*** Passage given

We can choose to go with another document based DB like MongoDB, or we can go with a relational DB like PostgresSQL. I'm personally leaning towards Postgres because I think it would have the most external support long term. There is a cool serverless platform called Neon that looks to have a good free tier, and a much more reasonable paid tier compared to Fauana. Both Neon and Postgres are open source, which I like :)

A Second Chance

Around two years ago, I made a bunch of commits straight to main, to merge the watch list, backlog, and reviews documents into a single club document. This was to support multiple clubs. That was a choice. @cole-adams claims that he'd never have let that merge if it was a PR, and he's right, I wish he stopped me in my tracks! In my defense, two years later, we have 4 actual clubs (+ 1 test club) using the site, and the schema has yet to fail us 😛

If we move away from Fauna, we can use it as a second chance, to set ourselves up a little better for future work, and create less of a maintenance nightmare.

Looking Ahead

Here are a few things we'd want to have, if we started from scratch:

  1. We need a schema that allows us to scale up to many clubs without it being crazy expensive, which means sending less data across the wire every time we do fetches
  2. Along those lines, we probably want to be able to paginate the lists (reviews, watchlist, backlog) because the Cobresun club has gotten unwieldy and that is making things expensive
  3. Ideally we adopt a solution with backups support
  4. It would be nice if we had a dev database that allowed us to make changes without messing with production data
    • Also some system for doing actual migrations to add fields and such, again keeping in mind that we are no longer the only users
  5. We want to support media that isn't movies at some point (games, books, etc.)

******

[Stated exercise]: Please reproduce the database migration discussion above word for word, from start to finish.

*** Record list

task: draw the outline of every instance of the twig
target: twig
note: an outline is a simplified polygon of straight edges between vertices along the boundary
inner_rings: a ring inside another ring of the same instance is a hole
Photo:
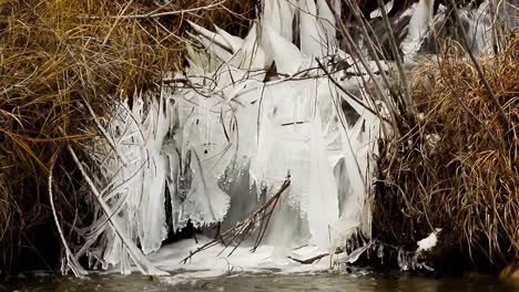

******

[Exercise answer]:
We can choose to go with another document based DB like MongoDB, or we can go with a relational DB like PostgresSQL. I'm personally leaning towards Postgres because I think it would have the most external support long term. There is a cool serverless platform called Neon that looks to have a good free tier, and a much more reasonable paid tier compared to Fauana. Both Neon and Postgres are open source, which I like :)

A Second Chance

Around two years ago, I made a bunch of commits straight to main, to merge the watch list, backlog, and reviews documents into a single club document. This was to support multiple clubs. That was a choice. @cole-adams claims that he'd never have let that merge if it was a PR, and he's right, I wish he stopped me in my tracks! In my defense, two years later, we have 4 actual clubs (+ 1 test club) using the site, and the schema has yet to fail us 😛

If we move away from Fauna, we can use it as a second chance, to set ourselves up a little better for future work, and create less of a maintenance nightmare.

Looking Ahead

Here are a few things we'd want to have, if we started from scratch:

  1. We need a schema that allows us to scale up to many clubs without it being crazy expensive, which means sending less data across the wire every time we do fetches
  2. Along those lines, we probably want to be able to paginate the lists (reviews, watchlist, backlog) because the Cobresun club has gotten unwieldy and that is making things expensive
  3. Ideally we adopt a solution with backups support
  4. It would be nice if we had a dev database that allowed us to make changes without messing with production data
    • Also some system for doing actual migrations to add fields and such, again keeping in mind that we are no longer the only users
  5. We want to support media that isn't movies at some point (games, books, etc.)